- WRITTEN REQUEST: Render every line of the entries below as a JSON list of strings, one string per line, skipping blank lines and leaving out the pictures.
(begin)
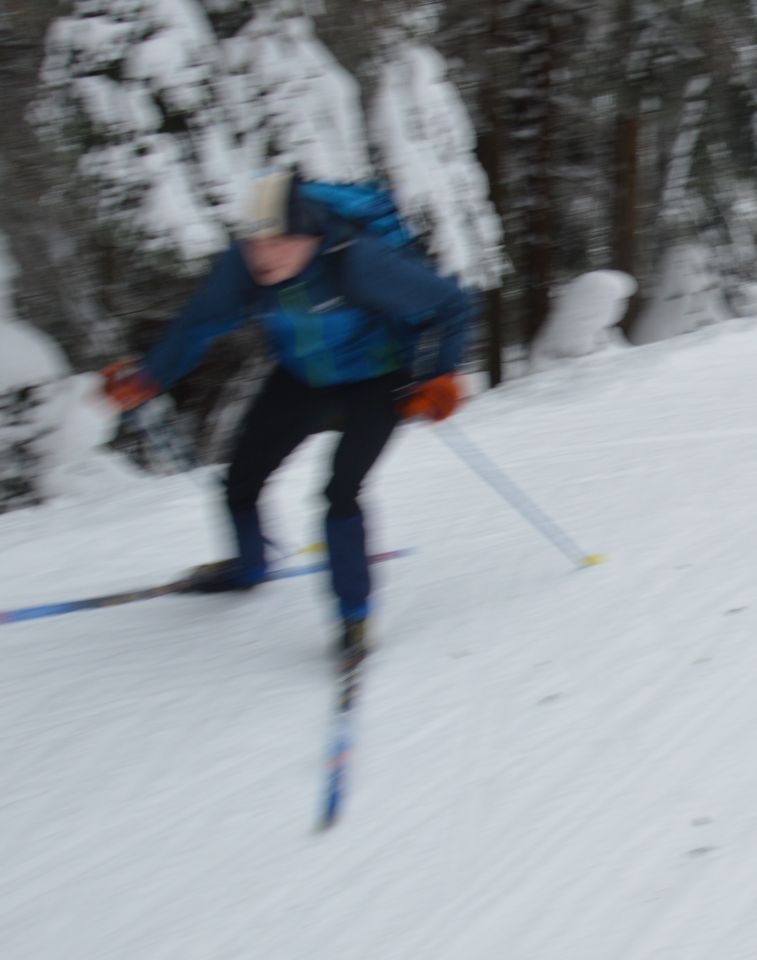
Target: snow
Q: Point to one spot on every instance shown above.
(687, 296)
(70, 421)
(427, 142)
(549, 764)
(27, 356)
(584, 317)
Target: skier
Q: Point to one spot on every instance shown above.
(343, 313)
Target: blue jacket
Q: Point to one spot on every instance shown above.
(352, 314)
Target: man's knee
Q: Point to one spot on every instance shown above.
(342, 499)
(242, 491)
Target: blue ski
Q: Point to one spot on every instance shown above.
(148, 593)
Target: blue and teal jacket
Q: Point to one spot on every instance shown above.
(357, 311)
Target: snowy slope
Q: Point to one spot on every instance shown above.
(551, 763)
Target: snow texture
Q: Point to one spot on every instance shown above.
(687, 296)
(175, 139)
(427, 142)
(50, 421)
(583, 317)
(549, 764)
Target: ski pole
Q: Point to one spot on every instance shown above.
(475, 458)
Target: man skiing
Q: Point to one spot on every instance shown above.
(343, 313)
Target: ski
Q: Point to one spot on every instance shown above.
(148, 593)
(342, 735)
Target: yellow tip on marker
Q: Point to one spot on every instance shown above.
(312, 548)
(593, 559)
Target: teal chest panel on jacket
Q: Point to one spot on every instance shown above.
(323, 340)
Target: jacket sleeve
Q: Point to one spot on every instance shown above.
(217, 307)
(407, 290)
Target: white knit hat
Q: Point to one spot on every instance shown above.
(265, 208)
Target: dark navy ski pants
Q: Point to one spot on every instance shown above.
(282, 415)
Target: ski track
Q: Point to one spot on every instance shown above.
(549, 764)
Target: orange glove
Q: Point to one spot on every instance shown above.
(127, 384)
(434, 399)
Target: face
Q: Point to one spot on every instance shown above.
(276, 259)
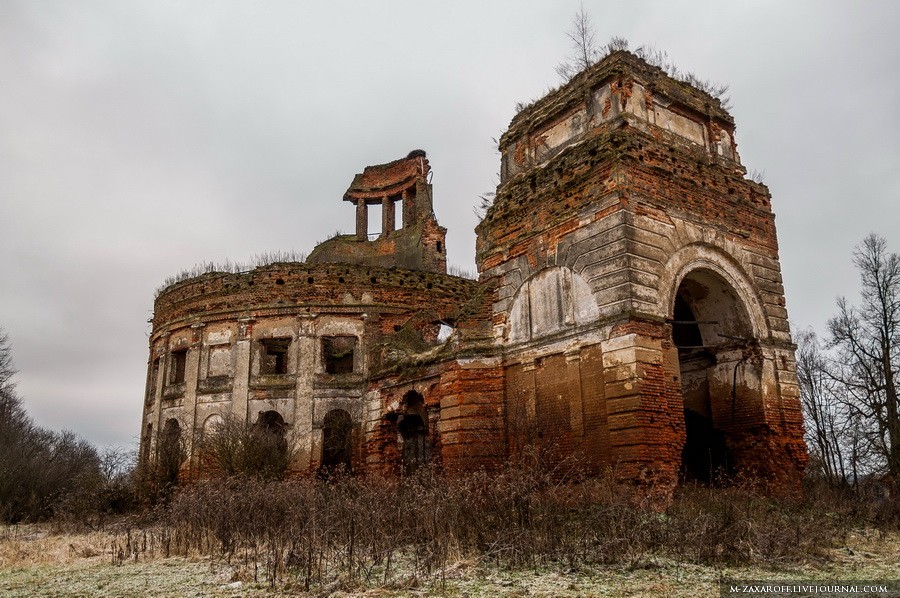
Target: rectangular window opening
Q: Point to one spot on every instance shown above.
(275, 353)
(179, 363)
(337, 352)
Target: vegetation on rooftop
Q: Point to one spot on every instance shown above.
(228, 267)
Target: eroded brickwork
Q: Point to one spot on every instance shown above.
(629, 316)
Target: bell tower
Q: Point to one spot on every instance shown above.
(639, 300)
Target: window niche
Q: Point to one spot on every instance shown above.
(219, 361)
(274, 354)
(338, 354)
(179, 366)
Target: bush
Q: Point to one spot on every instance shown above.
(359, 531)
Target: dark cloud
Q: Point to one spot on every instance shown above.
(139, 138)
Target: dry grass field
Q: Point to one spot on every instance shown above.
(35, 561)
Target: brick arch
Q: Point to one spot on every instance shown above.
(705, 257)
(551, 301)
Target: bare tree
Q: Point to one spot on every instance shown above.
(867, 338)
(824, 410)
(585, 51)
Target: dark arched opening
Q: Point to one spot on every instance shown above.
(269, 455)
(710, 327)
(413, 428)
(337, 435)
(170, 452)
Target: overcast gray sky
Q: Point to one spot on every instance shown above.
(140, 138)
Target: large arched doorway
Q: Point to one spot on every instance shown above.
(337, 434)
(712, 333)
(413, 428)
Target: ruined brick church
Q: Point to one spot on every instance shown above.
(629, 313)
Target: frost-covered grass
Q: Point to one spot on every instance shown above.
(44, 564)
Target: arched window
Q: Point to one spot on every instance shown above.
(170, 452)
(711, 329)
(269, 454)
(413, 428)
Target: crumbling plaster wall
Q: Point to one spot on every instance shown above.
(223, 321)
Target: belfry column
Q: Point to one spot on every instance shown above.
(409, 208)
(362, 220)
(387, 215)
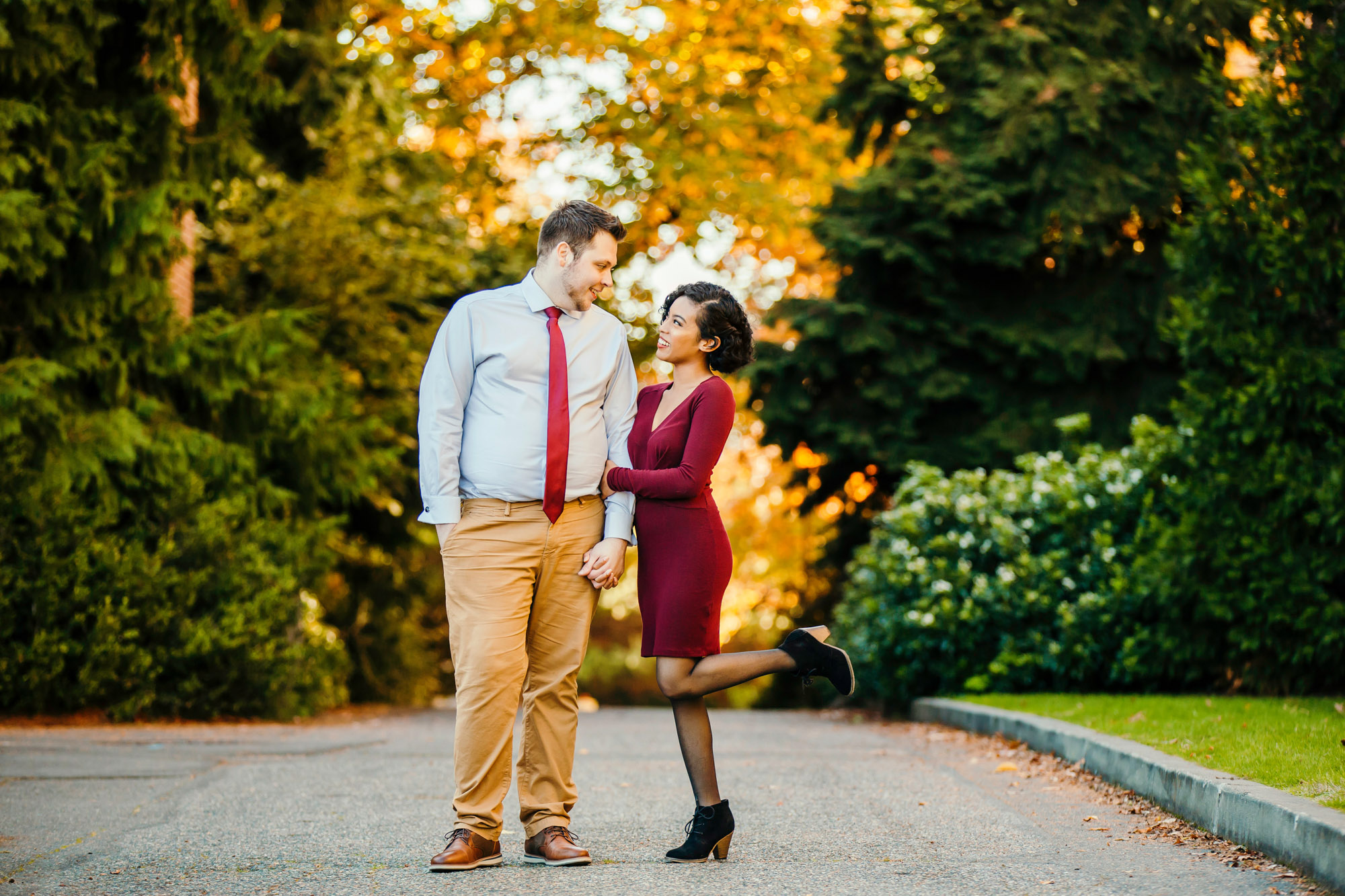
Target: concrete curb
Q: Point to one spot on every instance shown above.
(1289, 829)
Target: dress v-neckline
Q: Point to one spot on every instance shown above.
(654, 427)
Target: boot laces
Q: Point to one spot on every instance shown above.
(700, 821)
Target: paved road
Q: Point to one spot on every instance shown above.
(824, 806)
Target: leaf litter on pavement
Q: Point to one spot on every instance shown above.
(1151, 822)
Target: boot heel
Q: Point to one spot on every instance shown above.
(722, 849)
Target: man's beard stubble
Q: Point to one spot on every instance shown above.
(580, 295)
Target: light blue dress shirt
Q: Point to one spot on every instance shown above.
(484, 403)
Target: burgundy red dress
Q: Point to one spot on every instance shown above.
(685, 556)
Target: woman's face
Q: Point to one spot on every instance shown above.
(680, 335)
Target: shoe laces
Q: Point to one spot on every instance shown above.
(700, 819)
(560, 830)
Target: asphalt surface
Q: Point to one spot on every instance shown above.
(824, 805)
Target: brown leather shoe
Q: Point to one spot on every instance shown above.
(467, 850)
(555, 845)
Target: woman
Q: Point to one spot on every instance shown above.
(685, 557)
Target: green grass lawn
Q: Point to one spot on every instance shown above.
(1295, 744)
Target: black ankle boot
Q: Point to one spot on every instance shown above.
(816, 658)
(711, 830)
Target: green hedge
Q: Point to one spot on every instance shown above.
(1211, 556)
(1242, 576)
(1003, 580)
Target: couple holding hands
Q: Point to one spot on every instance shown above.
(539, 455)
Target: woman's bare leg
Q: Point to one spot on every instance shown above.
(684, 678)
(693, 733)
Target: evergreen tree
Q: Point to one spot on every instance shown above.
(150, 559)
(364, 248)
(1003, 256)
(1242, 572)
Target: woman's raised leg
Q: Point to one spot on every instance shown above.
(683, 678)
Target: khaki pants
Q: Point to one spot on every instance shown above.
(518, 620)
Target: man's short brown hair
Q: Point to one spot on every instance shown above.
(576, 224)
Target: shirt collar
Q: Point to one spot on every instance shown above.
(537, 298)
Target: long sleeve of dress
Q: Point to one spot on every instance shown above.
(712, 419)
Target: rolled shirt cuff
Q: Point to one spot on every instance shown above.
(618, 522)
(442, 509)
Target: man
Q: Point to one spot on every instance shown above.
(527, 395)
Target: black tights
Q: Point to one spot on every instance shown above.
(687, 681)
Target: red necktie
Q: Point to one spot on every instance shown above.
(558, 420)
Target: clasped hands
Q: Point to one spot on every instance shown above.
(605, 564)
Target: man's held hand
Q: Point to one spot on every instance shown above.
(605, 563)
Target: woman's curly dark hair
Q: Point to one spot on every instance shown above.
(719, 314)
(end)
- EXERCISE RESULT:
[
  "Target: snow",
  "Q: Point to one spot on every instance shown above.",
  "(687, 296)",
  "(70, 421)",
  "(427, 142)",
  "(549, 764)",
  "(27, 356)",
  "(584, 317)",
  "Target: skier",
  "Q: Point to one spot on every instance shown above.",
  "(343, 313)",
  "Target: blue jacket",
  "Q: Point to one spot on every instance shown above.",
  "(352, 314)",
  "Target: man's knee",
  "Q: Point to one spot on every instance shown above.",
  "(342, 499)",
  "(242, 491)",
  "Target: blue ski",
  "Q: Point to one spot on every instance shown above.",
  "(148, 593)",
  "Target: blue and teal jacket",
  "Q: Point to one spot on every instance shown above.",
  "(357, 311)",
  "Target: snowy slope",
  "Q: Point to one spot on every instance shown above.",
  "(551, 763)",
  "Target: snow texture",
  "Q: Point to one spot on every instance shown above.",
  "(687, 296)",
  "(175, 139)",
  "(427, 142)",
  "(50, 421)",
  "(583, 317)",
  "(549, 764)",
  "Target: ski pole",
  "Q: Point to one spot on every instance shown above.",
  "(475, 458)",
  "Target: man skiing",
  "Q: Point to one spot on every instance shown above.",
  "(343, 313)",
  "Target: ski",
  "Q: Point to one spot on every instance shown above.",
  "(148, 593)",
  "(342, 735)",
  "Target: yellow tip on marker",
  "Q: Point to one spot on every instance shown above.",
  "(312, 548)",
  "(593, 559)",
  "Target: teal chest panel on jacket",
  "Q: Point to one spot on every instance shown above.",
  "(323, 340)",
  "Target: jacket sleeve",
  "Q: Point to one spot on every instance shown above.",
  "(217, 307)",
  "(407, 290)",
  "Target: white knit hat",
  "Q: Point to one spot on every instance shown above.",
  "(265, 208)",
  "Target: dark navy ski pants",
  "Q: Point to one spot on every instance shown above.",
  "(282, 415)",
  "Target: ski track",
  "Q: Point to one spot on every instance shown above.",
  "(549, 764)",
  "Target: orange glove",
  "Q: Point to one spot on every instance shown above.",
  "(127, 384)",
  "(434, 399)",
  "Target: face",
  "Q: Point to one spot on every instance shown above.",
  "(276, 259)",
  "Target: rectangular window opening",
  "Q: Point to one spot on every instance shown above.",
  "(275, 353)",
  "(179, 363)",
  "(337, 352)",
  "Target: vegetation on rooftop",
  "Q: Point to one spot on every instance shown above.",
  "(228, 267)",
  "Target: eroded brickwork",
  "Q: Point to one spot on every instance shown above.",
  "(629, 316)",
  "Target: bell tower",
  "Q: Point to one spot on every instance shown above.",
  "(639, 300)",
  "Target: window niche",
  "Q: Point to one spot on every instance shown above.",
  "(219, 361)",
  "(274, 354)",
  "(338, 354)",
  "(179, 366)",
  "Target: bush",
  "Q: Point to one spot on every instance shown above.",
  "(359, 531)",
  "Target: dark cloud",
  "Q: Point to one spot on every instance shown above.",
  "(139, 138)",
  "Target: dry grass field",
  "Q: Point to one spot on every instance shown above.",
  "(35, 561)",
  "Target: brick arch",
  "Q: Point to one spot on every instance shown above.",
  "(705, 257)",
  "(551, 301)",
  "Target: bare tree",
  "Q: Point to one spot on every instance shown above.",
  "(867, 338)",
  "(824, 410)",
  "(585, 51)",
  "Target: dark arched opening",
  "Q: Point to one spot on every instance shown above.",
  "(269, 455)",
  "(710, 327)",
  "(413, 428)",
  "(337, 435)",
  "(170, 452)",
  "Target: overcast gray sky",
  "Q: Point to one spot on every instance shown above.",
  "(140, 138)",
  "Target: large arched doorway",
  "Q: Point to one spot on every instance shown above.",
  "(337, 434)",
  "(712, 333)",
  "(413, 428)",
  "Target: ruined brick church",
  "Q: Point to one spot on every instance shown above.",
  "(629, 313)",
  "Target: frost-covered grass",
  "Q: Point to one spot on every instance shown above.",
  "(44, 564)",
  "Target: arched window",
  "Q: Point to one spot on every instance shown above.",
  "(170, 452)",
  "(711, 329)",
  "(269, 454)",
  "(413, 428)",
  "Target: crumbling plaster wall",
  "Q: Point to one spot on every instance shown above.",
  "(223, 321)",
  "Target: belfry column",
  "Q: Point to one spot on every instance shown above.",
  "(409, 208)",
  "(362, 220)",
  "(387, 215)",
  "Target: concrete curb",
  "Q: Point to one spot on every instance shown above.",
  "(1289, 829)",
  "Target: dress v-neckline",
  "Q: Point to one spot on every instance shown above.",
  "(654, 427)",
  "Target: boot laces",
  "Q: Point to one spot on every instance shown above.",
  "(700, 821)",
  "Target: paved road",
  "Q: Point to one spot on every instance shown above.",
  "(824, 806)",
  "Target: leaf litter on pavement",
  "Q: Point to one spot on every instance shown above.",
  "(1151, 822)",
  "Target: boot heel",
  "Q: Point to one spot on every instance shown above.",
  "(722, 849)",
  "Target: man's beard stubble",
  "Q: Point to one spot on every instance shown above.",
  "(580, 295)",
  "Target: light blue dress shirt",
  "Q: Point to one spot on every instance shown above.",
  "(484, 403)",
  "Target: burgundy red dress",
  "Q: Point to one spot on every instance shown above.",
  "(685, 556)",
  "Target: woman's face",
  "Q: Point to one spot on every instance shown above.",
  "(680, 335)",
  "Target: shoe laces",
  "Q: Point to one spot on every instance shown above.",
  "(700, 819)",
  "(560, 830)",
  "Target: asphalt surface",
  "Q: Point to one spot on every instance shown above.",
  "(824, 805)",
  "Target: brown leather shoe",
  "Q: Point to one spot on every instance shown above.",
  "(467, 850)",
  "(555, 845)",
  "Target: woman",
  "Q: Point to one spot on every instance shown above.",
  "(685, 557)",
  "Target: green grass lawn",
  "Q: Point to one spot on every instance shown above.",
  "(1295, 744)",
  "Target: black ankle boot",
  "Q: Point to one spot on every instance shown above.",
  "(816, 658)",
  "(711, 830)",
  "Target: green hedge",
  "Q: Point to one spot on every instance shown above.",
  "(1211, 556)",
  "(1242, 576)",
  "(1003, 580)",
  "Target: couple holding hands",
  "Q: Point to one spot on every instance shown above.",
  "(539, 455)",
  "Target: woman's bare leg",
  "Q: Point to one spot on every instance shown above.",
  "(684, 678)",
  "(693, 733)",
  "Target: evergreen tree",
  "Q: Point to one spot on every instance shown above.",
  "(150, 559)",
  "(364, 248)",
  "(1003, 256)",
  "(1242, 572)",
  "Target: woman's raised leg",
  "Q: Point to one spot on every instance shown above.",
  "(683, 678)",
  "Target: khaki pants",
  "Q: Point to one spot on every instance shown above.",
  "(518, 620)",
  "Target: man's short brown hair",
  "Q: Point to one spot on every instance shown above.",
  "(576, 224)",
  "Target: shirt collar",
  "Q: Point to one spot on every instance shown above.",
  "(537, 298)",
  "Target: long sleeve of dress",
  "Q: Point to one spot on every instance shown above.",
  "(712, 419)",
  "Target: rolled shirt cuff",
  "Q: Point to one spot on every instance shown above.",
  "(618, 522)",
  "(442, 509)",
  "Target: man",
  "Q: Point to one spot on every instance shown above.",
  "(527, 395)",
  "Target: black tights",
  "Q: Point to one spot on every instance shown above.",
  "(687, 681)",
  "Target: red necktie",
  "Q: Point to one spot on every instance shown above.",
  "(558, 420)",
  "Target: clasped hands",
  "Q: Point to one spot on every instance shown above.",
  "(605, 564)",
  "Target: man's held hand",
  "Q: Point to one spot on every instance shown above.",
  "(605, 563)",
  "Target: woman's curly dark hair",
  "Q: Point to one spot on every instance shown above.",
  "(719, 314)"
]